_WHAT YOU HAVE TO DO_: Give the count of lines in the data that include the string "before", with no added remarks.

[Stored entries]
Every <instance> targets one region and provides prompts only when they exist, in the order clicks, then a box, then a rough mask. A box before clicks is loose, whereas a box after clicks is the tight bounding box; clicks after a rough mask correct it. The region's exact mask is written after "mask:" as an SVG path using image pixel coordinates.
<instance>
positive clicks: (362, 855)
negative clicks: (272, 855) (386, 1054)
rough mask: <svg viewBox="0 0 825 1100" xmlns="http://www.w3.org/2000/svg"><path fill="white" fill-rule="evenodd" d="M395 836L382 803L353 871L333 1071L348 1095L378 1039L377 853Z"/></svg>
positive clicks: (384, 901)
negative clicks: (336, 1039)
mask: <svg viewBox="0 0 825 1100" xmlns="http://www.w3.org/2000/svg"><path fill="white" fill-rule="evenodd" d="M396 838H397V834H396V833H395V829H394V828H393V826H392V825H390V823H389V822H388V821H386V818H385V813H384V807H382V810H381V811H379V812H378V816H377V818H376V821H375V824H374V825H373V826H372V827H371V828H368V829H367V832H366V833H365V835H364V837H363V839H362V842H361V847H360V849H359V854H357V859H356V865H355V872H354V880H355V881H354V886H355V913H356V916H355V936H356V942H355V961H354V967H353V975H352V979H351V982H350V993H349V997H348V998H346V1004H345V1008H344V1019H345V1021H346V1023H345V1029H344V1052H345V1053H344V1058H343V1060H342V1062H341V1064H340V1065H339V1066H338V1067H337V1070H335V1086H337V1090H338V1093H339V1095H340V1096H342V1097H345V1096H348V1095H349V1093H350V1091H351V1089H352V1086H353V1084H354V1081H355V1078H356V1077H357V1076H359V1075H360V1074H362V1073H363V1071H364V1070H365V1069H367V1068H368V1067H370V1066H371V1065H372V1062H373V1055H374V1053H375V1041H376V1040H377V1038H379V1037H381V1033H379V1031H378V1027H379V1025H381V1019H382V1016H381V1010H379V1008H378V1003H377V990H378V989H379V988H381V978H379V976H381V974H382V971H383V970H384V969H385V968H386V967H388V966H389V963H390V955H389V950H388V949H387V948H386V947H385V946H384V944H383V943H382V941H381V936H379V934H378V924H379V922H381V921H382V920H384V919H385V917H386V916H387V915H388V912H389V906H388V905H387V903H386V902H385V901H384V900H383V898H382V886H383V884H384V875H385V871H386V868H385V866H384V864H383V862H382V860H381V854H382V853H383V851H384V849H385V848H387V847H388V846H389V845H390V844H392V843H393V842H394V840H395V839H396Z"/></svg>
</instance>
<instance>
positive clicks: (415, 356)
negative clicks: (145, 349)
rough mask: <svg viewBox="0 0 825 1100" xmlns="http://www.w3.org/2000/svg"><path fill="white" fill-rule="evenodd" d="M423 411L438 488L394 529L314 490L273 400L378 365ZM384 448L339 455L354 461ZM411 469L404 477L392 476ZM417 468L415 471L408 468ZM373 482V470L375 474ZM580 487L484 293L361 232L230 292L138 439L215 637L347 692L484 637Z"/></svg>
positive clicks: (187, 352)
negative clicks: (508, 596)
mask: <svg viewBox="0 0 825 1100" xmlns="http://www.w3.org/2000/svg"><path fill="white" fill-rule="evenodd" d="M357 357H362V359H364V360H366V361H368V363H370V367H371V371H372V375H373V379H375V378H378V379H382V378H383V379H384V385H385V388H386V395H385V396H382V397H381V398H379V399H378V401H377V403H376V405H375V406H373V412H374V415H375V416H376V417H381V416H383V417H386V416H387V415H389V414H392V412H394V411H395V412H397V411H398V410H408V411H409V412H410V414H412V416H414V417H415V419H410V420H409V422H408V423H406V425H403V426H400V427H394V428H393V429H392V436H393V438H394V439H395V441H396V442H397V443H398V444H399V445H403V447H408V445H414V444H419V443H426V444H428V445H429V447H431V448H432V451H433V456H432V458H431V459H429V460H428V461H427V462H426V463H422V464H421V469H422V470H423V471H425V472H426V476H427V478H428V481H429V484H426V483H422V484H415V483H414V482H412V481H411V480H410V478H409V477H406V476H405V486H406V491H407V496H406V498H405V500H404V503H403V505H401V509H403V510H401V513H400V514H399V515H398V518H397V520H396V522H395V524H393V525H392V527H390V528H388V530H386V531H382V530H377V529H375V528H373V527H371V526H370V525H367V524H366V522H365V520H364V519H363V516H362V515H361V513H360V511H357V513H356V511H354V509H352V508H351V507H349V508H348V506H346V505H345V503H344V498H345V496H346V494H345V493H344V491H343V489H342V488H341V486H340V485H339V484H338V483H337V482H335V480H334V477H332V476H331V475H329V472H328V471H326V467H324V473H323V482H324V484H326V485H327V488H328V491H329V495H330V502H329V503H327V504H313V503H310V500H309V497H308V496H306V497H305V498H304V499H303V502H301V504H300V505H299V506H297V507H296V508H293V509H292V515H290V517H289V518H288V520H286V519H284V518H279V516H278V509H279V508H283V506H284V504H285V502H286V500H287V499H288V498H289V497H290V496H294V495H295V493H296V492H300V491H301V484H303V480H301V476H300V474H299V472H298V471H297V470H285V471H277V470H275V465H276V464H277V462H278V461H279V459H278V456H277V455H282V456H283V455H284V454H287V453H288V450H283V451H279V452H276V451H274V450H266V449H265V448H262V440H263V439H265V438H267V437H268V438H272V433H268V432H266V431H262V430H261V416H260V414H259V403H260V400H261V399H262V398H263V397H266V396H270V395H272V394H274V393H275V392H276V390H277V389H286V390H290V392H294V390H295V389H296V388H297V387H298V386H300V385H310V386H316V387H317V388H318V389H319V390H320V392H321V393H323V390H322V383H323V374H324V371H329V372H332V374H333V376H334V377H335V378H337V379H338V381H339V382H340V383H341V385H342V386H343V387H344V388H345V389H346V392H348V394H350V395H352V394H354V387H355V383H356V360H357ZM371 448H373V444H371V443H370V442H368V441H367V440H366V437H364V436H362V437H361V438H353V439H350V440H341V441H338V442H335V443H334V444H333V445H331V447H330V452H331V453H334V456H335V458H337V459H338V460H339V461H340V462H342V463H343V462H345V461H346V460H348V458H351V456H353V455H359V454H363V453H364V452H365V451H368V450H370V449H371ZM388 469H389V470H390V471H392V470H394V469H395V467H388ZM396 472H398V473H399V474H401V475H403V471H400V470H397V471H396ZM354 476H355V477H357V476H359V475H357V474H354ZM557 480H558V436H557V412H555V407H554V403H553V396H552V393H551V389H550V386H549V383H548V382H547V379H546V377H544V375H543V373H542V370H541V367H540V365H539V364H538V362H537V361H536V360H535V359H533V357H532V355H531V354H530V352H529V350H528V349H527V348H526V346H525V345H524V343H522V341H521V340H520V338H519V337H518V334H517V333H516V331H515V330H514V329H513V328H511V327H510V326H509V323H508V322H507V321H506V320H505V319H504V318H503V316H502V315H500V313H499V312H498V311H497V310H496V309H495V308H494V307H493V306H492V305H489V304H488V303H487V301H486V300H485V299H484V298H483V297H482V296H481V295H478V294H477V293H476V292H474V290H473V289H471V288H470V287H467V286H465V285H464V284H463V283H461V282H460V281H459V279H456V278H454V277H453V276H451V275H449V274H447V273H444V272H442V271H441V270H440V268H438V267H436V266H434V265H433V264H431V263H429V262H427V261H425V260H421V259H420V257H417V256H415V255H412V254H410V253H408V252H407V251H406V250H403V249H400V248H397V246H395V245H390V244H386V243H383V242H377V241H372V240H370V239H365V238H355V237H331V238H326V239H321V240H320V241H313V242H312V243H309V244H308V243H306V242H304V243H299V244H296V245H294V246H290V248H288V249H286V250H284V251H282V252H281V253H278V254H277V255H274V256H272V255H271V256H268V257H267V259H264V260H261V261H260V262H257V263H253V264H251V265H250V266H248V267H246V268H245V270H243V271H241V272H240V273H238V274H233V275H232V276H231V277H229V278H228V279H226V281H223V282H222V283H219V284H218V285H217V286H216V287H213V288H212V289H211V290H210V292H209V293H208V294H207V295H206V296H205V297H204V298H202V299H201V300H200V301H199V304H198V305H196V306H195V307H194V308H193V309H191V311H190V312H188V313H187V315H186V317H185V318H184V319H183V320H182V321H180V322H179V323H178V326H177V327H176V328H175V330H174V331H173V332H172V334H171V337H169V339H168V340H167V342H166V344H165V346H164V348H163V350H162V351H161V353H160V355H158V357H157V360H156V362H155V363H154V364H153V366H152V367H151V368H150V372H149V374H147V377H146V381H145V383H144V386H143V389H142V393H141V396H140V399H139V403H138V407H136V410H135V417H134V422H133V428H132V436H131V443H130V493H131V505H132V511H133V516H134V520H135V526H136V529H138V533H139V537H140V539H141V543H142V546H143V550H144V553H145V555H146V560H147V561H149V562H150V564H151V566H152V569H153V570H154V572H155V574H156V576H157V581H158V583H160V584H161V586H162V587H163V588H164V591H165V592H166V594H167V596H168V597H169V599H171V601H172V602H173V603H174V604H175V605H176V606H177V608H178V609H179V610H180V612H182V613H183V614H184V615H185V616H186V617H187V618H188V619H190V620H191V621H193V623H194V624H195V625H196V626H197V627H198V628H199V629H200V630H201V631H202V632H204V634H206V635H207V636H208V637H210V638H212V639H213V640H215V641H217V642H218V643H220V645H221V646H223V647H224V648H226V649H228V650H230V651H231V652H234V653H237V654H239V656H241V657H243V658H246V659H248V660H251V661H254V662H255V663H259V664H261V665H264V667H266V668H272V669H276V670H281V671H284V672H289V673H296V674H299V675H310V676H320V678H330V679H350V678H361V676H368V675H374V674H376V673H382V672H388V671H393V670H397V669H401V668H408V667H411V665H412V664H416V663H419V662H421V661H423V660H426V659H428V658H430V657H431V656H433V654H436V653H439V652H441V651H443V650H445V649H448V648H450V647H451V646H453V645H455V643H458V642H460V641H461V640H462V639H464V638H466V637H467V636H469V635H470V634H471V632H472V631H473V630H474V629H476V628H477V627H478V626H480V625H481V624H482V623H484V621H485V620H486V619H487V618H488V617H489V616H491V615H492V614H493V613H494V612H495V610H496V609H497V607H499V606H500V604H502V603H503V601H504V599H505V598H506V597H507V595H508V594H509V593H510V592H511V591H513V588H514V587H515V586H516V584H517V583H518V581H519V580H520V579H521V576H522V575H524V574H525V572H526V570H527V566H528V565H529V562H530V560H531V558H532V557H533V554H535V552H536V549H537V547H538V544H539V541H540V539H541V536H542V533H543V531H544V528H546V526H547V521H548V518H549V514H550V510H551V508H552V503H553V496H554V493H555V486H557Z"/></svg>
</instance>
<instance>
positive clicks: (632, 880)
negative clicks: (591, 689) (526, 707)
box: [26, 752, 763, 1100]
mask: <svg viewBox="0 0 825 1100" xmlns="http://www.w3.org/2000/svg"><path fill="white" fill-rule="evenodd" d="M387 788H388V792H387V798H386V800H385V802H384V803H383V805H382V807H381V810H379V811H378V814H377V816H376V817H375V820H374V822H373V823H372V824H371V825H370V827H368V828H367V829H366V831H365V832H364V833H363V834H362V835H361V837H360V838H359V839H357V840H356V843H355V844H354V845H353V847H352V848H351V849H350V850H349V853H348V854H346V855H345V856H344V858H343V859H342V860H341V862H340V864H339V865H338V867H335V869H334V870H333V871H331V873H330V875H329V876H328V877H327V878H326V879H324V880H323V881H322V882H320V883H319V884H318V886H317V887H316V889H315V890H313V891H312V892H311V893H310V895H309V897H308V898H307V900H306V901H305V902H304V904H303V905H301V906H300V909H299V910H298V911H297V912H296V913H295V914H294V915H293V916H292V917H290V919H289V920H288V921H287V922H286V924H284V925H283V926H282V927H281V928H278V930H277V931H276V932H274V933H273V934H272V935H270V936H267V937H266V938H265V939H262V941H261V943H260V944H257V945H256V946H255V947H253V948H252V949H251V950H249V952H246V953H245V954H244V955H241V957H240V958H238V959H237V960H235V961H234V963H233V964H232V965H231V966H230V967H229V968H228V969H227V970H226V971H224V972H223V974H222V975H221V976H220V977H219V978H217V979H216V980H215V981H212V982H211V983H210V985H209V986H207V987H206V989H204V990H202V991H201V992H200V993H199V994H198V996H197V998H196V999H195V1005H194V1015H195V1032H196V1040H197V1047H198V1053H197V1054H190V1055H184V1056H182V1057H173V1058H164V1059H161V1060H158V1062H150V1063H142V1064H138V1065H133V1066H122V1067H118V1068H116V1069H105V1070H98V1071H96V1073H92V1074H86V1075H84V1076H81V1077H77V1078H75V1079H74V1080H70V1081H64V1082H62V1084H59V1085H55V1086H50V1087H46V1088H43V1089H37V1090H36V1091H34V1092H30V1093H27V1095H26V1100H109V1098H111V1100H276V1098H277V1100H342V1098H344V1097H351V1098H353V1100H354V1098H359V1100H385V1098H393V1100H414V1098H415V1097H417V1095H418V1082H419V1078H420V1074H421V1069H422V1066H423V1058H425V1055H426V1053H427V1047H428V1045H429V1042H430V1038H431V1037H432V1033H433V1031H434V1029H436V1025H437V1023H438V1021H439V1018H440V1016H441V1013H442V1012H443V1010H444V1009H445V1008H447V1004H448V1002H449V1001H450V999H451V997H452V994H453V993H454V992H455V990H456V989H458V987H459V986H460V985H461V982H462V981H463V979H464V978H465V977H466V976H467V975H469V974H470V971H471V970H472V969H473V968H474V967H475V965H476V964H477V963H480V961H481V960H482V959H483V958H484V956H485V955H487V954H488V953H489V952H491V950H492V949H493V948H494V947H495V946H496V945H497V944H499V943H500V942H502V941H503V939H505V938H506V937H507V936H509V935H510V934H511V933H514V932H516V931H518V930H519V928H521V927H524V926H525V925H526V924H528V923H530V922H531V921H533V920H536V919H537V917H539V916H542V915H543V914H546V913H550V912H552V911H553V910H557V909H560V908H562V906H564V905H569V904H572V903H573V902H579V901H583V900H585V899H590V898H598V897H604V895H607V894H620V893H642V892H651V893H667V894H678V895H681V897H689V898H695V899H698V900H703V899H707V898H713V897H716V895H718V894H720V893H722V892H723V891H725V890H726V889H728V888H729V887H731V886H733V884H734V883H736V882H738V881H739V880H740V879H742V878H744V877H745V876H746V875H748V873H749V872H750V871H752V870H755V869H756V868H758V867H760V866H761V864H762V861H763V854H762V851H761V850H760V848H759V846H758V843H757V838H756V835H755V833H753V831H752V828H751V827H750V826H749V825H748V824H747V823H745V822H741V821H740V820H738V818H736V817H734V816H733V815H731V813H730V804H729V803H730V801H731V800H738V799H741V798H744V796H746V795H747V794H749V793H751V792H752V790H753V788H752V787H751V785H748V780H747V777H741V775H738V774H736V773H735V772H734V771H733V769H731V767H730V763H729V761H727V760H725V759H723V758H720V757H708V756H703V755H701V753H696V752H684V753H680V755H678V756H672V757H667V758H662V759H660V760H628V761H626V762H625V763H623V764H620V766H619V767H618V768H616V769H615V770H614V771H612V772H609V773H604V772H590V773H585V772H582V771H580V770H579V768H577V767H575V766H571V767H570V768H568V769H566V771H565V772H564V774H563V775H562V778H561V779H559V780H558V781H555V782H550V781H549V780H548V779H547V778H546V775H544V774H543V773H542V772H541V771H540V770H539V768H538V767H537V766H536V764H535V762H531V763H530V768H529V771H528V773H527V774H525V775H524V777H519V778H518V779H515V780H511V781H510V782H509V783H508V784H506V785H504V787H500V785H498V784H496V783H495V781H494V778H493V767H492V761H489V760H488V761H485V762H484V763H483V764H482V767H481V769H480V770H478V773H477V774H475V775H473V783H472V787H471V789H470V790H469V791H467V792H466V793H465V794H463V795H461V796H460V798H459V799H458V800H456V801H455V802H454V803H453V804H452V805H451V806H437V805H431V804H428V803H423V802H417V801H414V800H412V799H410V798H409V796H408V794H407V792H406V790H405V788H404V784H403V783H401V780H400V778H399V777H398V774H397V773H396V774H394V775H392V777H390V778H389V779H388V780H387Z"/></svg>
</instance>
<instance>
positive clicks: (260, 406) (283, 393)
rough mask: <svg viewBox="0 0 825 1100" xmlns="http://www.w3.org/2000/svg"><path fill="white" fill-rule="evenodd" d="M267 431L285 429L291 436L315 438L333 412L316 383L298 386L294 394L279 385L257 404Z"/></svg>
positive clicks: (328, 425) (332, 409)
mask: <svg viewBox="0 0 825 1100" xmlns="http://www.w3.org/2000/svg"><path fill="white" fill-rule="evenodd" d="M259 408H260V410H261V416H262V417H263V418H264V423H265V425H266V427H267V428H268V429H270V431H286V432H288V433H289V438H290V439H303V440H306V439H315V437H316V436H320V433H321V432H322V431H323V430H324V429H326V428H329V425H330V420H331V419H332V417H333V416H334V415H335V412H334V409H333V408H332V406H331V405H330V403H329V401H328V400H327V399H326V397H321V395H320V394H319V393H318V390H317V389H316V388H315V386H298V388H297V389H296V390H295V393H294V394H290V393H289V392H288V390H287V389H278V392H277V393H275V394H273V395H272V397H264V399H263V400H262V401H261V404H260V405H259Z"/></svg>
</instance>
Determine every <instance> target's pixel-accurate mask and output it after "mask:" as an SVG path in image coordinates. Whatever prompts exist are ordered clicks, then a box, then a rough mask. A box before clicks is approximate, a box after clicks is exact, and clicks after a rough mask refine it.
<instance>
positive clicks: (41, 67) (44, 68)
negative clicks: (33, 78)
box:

_OUTPUT BELOW_: 2